━━━━━ Extrait du texte ━━━━━
La netteté de débit est une chose d’une extrême importance.
6) Parler toujours de manière à être entendu et articuler distinctement. Inutile de donner toute sa voix en se déchirant le gosier et s’abîmer le larynx par des éclats de voix inutiles, sachez économiser sagement vos réserves et dîtes-vous bien que pour tenir, vos auditeurs en éveil, il n’est pas nécessaire de leur crever le tympan.
Sachez adapter à l’assistance le volume de voix nécessaire si vous avez devant vous plusieurs milliers de personnes parlez à pleine voix, mais évitez de le faire dans un petit local et devant une modeste assemblée. Si vous pouvez constater que ceux qui sont assis sur les derniers rangs vous entendent bien et suivent le fil de votre discours, vous êtes certain que ceux qui sont plus près de vous peuvent aussi entendre.
Dîtes-vous qu’il peut y avoir dans l’auditoire des personnes souffrantes et qu’il faut les épargner en n’élevant pas la voix, autrement elles pourraient être tentées de dire comme un malade qui venait d’avoir la visite du pasteur; "Oh! comme je souffre de la tête, comme je suis content qu’il soit parti. Le Psaume qu’il m’a lu était sans doute bien beau et bien consolant, mais ces coups de tonnerre m’ont presque foudroyé".
7) Graduer sa voix. Jadis, on proposait en principe qu’il faut débuter doucement, enfler peu à peu le ton et lâcher dans la péroraison tous les registres. C’est là une règle absurde. Parlez doucement ou fort selon que l’émotion du moment vous pousse et ne vous laissez jamais emprisonner par l’arbitraire des règles fantaisistes et artificielles.
Ne donnez pas sans doute toute votre voix en commençant, car vous serez hors d’état d’en fournir dans la suite.
Ce qui rend un discours expressif, c’est moins la force de la voix que l’accent qu’on y met.
8) Moduler ses intonation et changer souvent de ton de manière à éviter la monotonie. Il y a de quoi devenir fou, que d’entendre un bourdonnement d’insectes retentir constamment à vos oreilles et cela produit fatalement le sommeil.
Nous savons que le bruit de l’eau courante, le murmure de la mer, le bruissement du vent dans les pins, nous procurent un engourdissement délicieux. Il en est de même de l’influence soporifique que produisent sur nous de longues dissertations sans aucun changement d’intonation dans la voix.
━━━━━
▸ **Consignes de l'exercice**:
A - Répondez aux questions suivantes sur l'extrait consacré à l'usage de la voix.
(i) Quelle règle proposée jadis l'extrait qualifie-t-il d'absurde ?
(ii) Qu'est-ce qui rend un discours expressif, d'après l'extrait ?
(iii) De quoi l'orateur peut-il être certain s'il constate que les derniers rangs l'entendent bien ?
B - Poursuivez l'extrait consacré à l'usage de la voix à partir de sa dernière phrase.
━━━━━ Extrait de données ━━━━━
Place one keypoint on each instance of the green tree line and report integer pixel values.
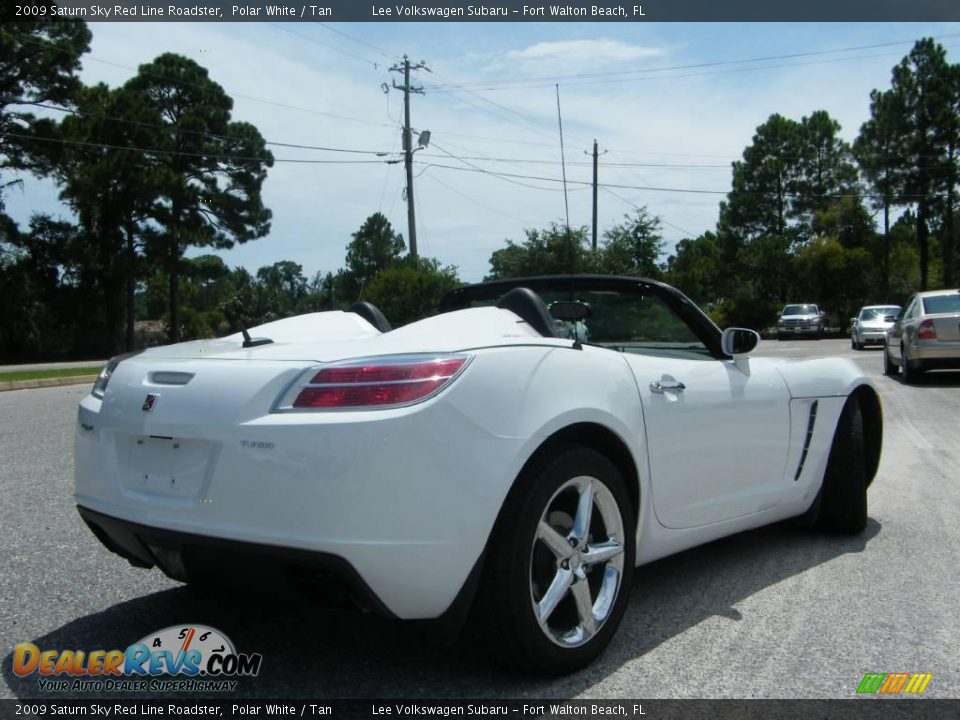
(157, 172)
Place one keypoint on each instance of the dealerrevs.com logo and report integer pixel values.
(192, 658)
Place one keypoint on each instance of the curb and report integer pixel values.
(46, 382)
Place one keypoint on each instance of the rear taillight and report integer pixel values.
(373, 383)
(927, 331)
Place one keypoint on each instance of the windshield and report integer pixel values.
(801, 310)
(617, 314)
(878, 313)
(941, 304)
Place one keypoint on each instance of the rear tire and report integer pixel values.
(555, 589)
(843, 496)
(908, 374)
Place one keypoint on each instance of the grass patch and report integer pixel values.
(42, 374)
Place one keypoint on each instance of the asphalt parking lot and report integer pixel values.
(773, 613)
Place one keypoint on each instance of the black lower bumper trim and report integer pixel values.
(204, 560)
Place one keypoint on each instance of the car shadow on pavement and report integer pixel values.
(318, 653)
(946, 378)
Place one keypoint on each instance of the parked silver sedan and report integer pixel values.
(871, 324)
(925, 337)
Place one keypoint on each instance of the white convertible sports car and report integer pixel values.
(507, 462)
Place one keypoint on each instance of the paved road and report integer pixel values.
(52, 366)
(770, 613)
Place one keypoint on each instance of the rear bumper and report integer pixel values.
(216, 561)
(799, 330)
(935, 355)
(866, 337)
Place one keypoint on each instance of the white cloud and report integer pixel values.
(598, 51)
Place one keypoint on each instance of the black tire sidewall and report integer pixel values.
(508, 579)
(843, 507)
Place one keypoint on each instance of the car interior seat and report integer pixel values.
(531, 308)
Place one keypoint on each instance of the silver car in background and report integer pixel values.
(871, 324)
(925, 337)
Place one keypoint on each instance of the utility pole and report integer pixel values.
(595, 156)
(405, 67)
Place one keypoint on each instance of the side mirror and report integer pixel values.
(738, 341)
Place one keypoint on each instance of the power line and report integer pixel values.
(474, 201)
(508, 177)
(202, 133)
(686, 191)
(596, 76)
(638, 207)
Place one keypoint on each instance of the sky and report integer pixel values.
(670, 105)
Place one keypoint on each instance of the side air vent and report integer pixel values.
(811, 421)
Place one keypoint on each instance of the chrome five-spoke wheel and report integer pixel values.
(559, 564)
(576, 563)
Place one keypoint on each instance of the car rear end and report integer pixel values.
(800, 320)
(936, 340)
(213, 467)
(873, 323)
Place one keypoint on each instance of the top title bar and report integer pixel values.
(497, 11)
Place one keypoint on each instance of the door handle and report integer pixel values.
(660, 386)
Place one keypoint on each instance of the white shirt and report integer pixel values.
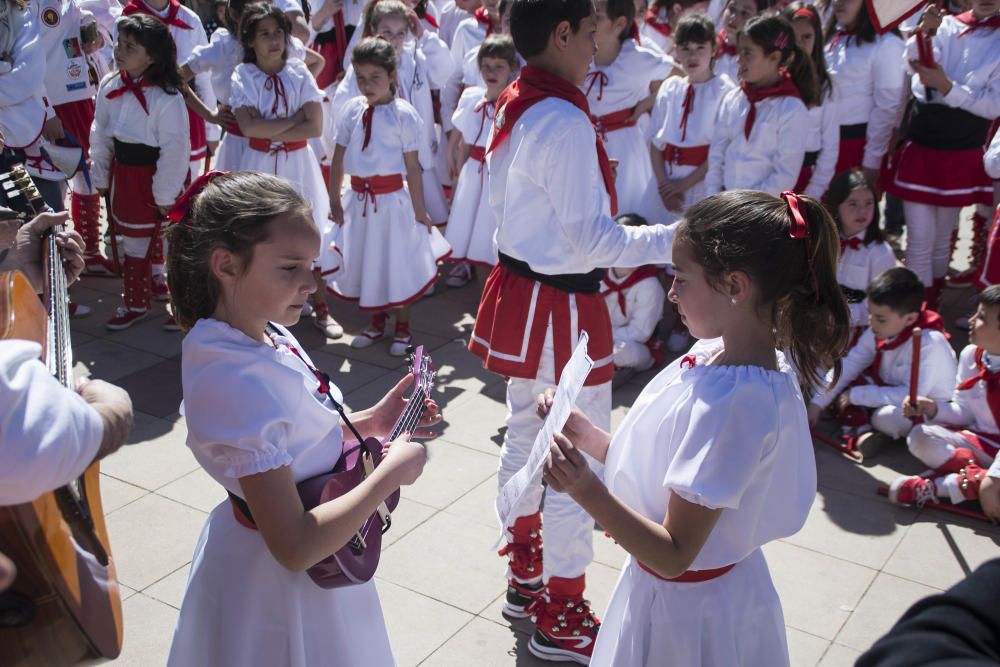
(869, 83)
(643, 309)
(936, 376)
(627, 79)
(165, 126)
(396, 129)
(250, 407)
(968, 409)
(971, 61)
(858, 268)
(50, 435)
(771, 159)
(549, 197)
(67, 76)
(732, 437)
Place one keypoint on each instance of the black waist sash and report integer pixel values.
(586, 283)
(136, 155)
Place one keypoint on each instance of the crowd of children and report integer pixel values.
(388, 142)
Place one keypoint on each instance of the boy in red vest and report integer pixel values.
(960, 437)
(876, 372)
(552, 189)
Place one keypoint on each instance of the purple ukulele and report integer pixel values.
(356, 561)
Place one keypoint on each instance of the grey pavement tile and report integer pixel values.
(940, 549)
(416, 562)
(839, 656)
(413, 641)
(149, 629)
(155, 390)
(834, 590)
(863, 530)
(487, 645)
(155, 456)
(116, 493)
(170, 589)
(451, 472)
(879, 609)
(151, 538)
(804, 649)
(196, 489)
(110, 361)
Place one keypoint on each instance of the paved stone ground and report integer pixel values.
(855, 567)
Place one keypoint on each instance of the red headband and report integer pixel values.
(799, 229)
(184, 202)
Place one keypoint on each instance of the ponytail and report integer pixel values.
(795, 276)
(775, 33)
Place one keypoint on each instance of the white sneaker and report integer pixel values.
(400, 345)
(367, 338)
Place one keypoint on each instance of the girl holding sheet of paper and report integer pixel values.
(714, 459)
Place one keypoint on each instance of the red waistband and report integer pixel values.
(477, 153)
(377, 185)
(691, 576)
(685, 155)
(268, 146)
(614, 121)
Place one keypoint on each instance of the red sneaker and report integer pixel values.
(912, 491)
(565, 628)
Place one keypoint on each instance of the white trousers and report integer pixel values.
(568, 530)
(928, 239)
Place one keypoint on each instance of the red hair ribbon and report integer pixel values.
(185, 201)
(799, 229)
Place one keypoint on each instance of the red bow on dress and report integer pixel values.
(140, 7)
(129, 85)
(532, 86)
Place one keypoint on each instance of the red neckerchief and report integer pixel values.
(366, 122)
(637, 276)
(722, 47)
(928, 320)
(688, 106)
(130, 86)
(140, 7)
(654, 22)
(973, 24)
(784, 88)
(275, 84)
(483, 17)
(598, 77)
(992, 381)
(854, 243)
(532, 86)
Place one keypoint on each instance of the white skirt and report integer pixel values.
(732, 621)
(243, 608)
(387, 259)
(634, 174)
(472, 225)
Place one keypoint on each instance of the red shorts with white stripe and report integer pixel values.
(951, 178)
(196, 125)
(76, 118)
(514, 314)
(132, 203)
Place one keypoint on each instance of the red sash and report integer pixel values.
(784, 88)
(140, 7)
(992, 381)
(532, 86)
(928, 320)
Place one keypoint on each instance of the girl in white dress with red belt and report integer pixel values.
(259, 421)
(472, 224)
(619, 89)
(714, 459)
(389, 246)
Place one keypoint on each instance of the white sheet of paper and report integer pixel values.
(515, 490)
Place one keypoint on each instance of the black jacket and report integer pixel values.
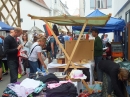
(10, 48)
(112, 69)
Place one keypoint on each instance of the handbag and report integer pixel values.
(31, 53)
(96, 87)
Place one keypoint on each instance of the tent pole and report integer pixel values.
(57, 39)
(75, 47)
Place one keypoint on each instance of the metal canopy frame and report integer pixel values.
(77, 21)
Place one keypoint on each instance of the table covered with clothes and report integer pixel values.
(52, 67)
(43, 86)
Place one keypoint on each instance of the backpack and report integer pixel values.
(2, 53)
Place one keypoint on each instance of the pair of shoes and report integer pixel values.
(6, 73)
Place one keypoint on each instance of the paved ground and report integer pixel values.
(6, 80)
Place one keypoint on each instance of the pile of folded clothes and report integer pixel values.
(44, 86)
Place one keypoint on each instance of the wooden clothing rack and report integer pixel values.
(65, 20)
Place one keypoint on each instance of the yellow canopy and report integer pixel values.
(74, 20)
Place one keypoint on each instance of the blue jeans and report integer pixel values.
(99, 72)
(33, 66)
(109, 88)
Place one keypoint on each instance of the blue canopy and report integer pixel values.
(4, 26)
(113, 24)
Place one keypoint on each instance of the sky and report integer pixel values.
(72, 5)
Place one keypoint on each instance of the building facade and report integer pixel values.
(122, 9)
(10, 12)
(33, 7)
(57, 7)
(104, 6)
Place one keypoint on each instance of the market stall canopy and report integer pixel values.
(114, 24)
(65, 20)
(4, 26)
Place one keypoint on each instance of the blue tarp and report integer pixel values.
(4, 26)
(114, 24)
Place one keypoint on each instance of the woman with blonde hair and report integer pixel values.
(26, 47)
(115, 76)
(36, 54)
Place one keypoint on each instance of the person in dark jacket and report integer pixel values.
(11, 48)
(115, 76)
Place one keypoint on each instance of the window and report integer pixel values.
(100, 4)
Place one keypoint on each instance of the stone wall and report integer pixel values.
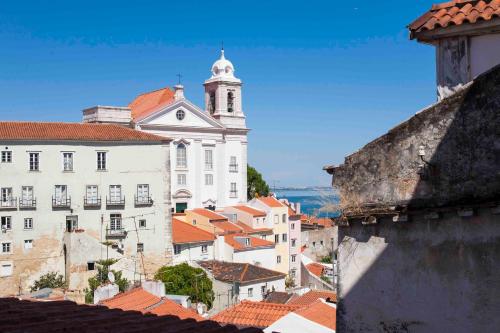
(461, 139)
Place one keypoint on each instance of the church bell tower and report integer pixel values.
(223, 95)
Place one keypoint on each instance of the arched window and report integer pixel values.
(230, 102)
(181, 156)
(211, 103)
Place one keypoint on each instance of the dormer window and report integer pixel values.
(230, 101)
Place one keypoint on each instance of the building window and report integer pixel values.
(233, 166)
(34, 161)
(6, 156)
(115, 221)
(233, 192)
(5, 247)
(27, 198)
(6, 222)
(115, 194)
(28, 223)
(68, 161)
(209, 164)
(181, 156)
(230, 101)
(6, 269)
(209, 179)
(101, 160)
(181, 179)
(143, 193)
(180, 114)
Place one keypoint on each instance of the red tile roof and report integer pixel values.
(40, 131)
(210, 214)
(256, 314)
(312, 296)
(315, 268)
(239, 272)
(320, 312)
(271, 201)
(65, 316)
(255, 242)
(254, 212)
(455, 12)
(139, 299)
(145, 104)
(183, 232)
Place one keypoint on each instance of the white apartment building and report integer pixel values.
(209, 149)
(66, 188)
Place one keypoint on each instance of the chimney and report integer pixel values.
(178, 92)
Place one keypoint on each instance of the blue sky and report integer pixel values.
(321, 78)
━━━━━
▸ **Résultats de l'exercice**:
A -
(i) Débuter doucement, enfler peu à peu le ton et lâcher dans la péroraison tous les registres.
(ii) C'est moins la force de la voix que l'accent qu'on y met.
(iii) Que ceux qui sont plus près de lui peuvent aussi entendre.

B -
Il y a d’ailleurs un autre motif, c’est que cette monotonie oratoire a pour conséquence des maladies de la gorge et du larynx, la voix en effet est comme un tambour, si celui qui le fait résonner le touchait toujours au même endroit, la peau serait bien vite crevée, tandis qu’en promenant ses baguettes sur toute la surface, il le fait durer plus longtemps.
L’irritation de la gorge si fréquente chez les prédicateurs, est causée par les violents efforts qu’ils font en parlant sur un ton qui n’est pas naturel. Les acteurs,les avocats, les hommes publics, sont moins souvent atteints de ce genre de maladie.
9) Redressez en parlant vos épaules en arrière, comme le fond les chanteurs de profession. Ne vous penchez pas sur le bord de la chaire et ne laissez jamais votre tête pencher en avant. Pas de cravate trop serrée, ni de gilet trop étroit, comprimant le libre jeu des poumons.
Ne vous enveloppez pas le cou outre mesure, les marins qui portent un col rabattu ne s’en portent pas plus mal.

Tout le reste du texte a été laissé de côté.